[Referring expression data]
***

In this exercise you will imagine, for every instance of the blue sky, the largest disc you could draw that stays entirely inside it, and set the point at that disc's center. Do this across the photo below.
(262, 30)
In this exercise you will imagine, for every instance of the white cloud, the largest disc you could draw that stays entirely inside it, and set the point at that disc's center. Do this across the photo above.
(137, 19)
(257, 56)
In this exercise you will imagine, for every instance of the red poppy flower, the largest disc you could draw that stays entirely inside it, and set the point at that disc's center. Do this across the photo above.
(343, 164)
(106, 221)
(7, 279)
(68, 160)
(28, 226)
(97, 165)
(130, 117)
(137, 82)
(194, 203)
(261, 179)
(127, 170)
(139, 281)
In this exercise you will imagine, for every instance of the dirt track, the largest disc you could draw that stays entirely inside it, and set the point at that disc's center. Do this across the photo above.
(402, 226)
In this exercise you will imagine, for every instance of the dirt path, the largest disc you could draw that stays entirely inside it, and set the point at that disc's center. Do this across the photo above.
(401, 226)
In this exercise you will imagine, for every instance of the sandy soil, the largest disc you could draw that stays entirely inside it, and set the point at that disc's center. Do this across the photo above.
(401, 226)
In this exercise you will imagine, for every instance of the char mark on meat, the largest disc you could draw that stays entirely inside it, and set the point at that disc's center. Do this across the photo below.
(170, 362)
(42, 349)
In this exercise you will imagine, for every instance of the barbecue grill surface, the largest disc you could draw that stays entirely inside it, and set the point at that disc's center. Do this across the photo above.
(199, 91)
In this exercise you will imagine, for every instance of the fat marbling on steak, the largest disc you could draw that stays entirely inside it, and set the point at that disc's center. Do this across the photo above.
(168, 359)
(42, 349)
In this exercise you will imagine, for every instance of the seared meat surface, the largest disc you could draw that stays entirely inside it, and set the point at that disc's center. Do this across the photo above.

***

### EXERCISE BRIEF
Write out every entry once more, precisely as it stands.

### ANSWER FOR THE TASK
In this exercise you will imagine, for every instance of the blue sky, the largest disc you could draw that stays entirely inside it, and set the point at that disc's center. Do this across the photo below.
(262, 30)
In this exercise you will imagine, for every instance of the white cloud, the largest disc you could draw that stays entirely inside it, and set the point at that disc's center. Do this across the photo above.
(137, 19)
(257, 56)
In this exercise you will imagine, for every instance of the red poppy flower, the largest disc you could draw that stays entirely inside it, and set the point at that disc's center. Do this across the photo above.
(343, 164)
(106, 221)
(7, 279)
(68, 160)
(28, 226)
(97, 165)
(130, 117)
(137, 82)
(194, 203)
(261, 179)
(127, 170)
(139, 281)
In this exercise you will imagine, for every instance of the dirt track, the largest disc you could draw that stays entirely inside it, and set the point at that disc's center. Do this across the photo above.
(402, 226)
In this exercise you will imagine, for every instance of the dirt path, the largest disc you could draw that stays entirely inside it, and set the point at that disc's center. Do this across the photo above.
(401, 226)
In this exercise you will imagine, for every instance of the sandy soil, the largest disc you could draw that stays entirely inside it, and set the point at that disc's center. Do this across the photo above.
(401, 226)
In this exercise you will imagine, for every instance of the char mark on meat, the largest disc you could draw that stays entirely inside it, and set the point at that disc's center. Do this across the photo below.
(170, 362)
(42, 349)
In this exercise you will imagine, for every instance of the barbecue grill surface, the largest disc you could draw that stays entirely inside it, and set the point at that disc's center. Do this across the photo above.
(199, 91)
In this exercise you will imagine, for every instance of the fat marbling on steak, the largest disc you could draw that stays entirely inside it, and set the point at that disc's center. Do this across the photo above.
(168, 359)
(42, 349)
In this exercise you will imagine, for every instance of the seared meat surface, the largest disc you could draw that stays entirely inside it, and set the point at that disc's center. Do this across the photo above.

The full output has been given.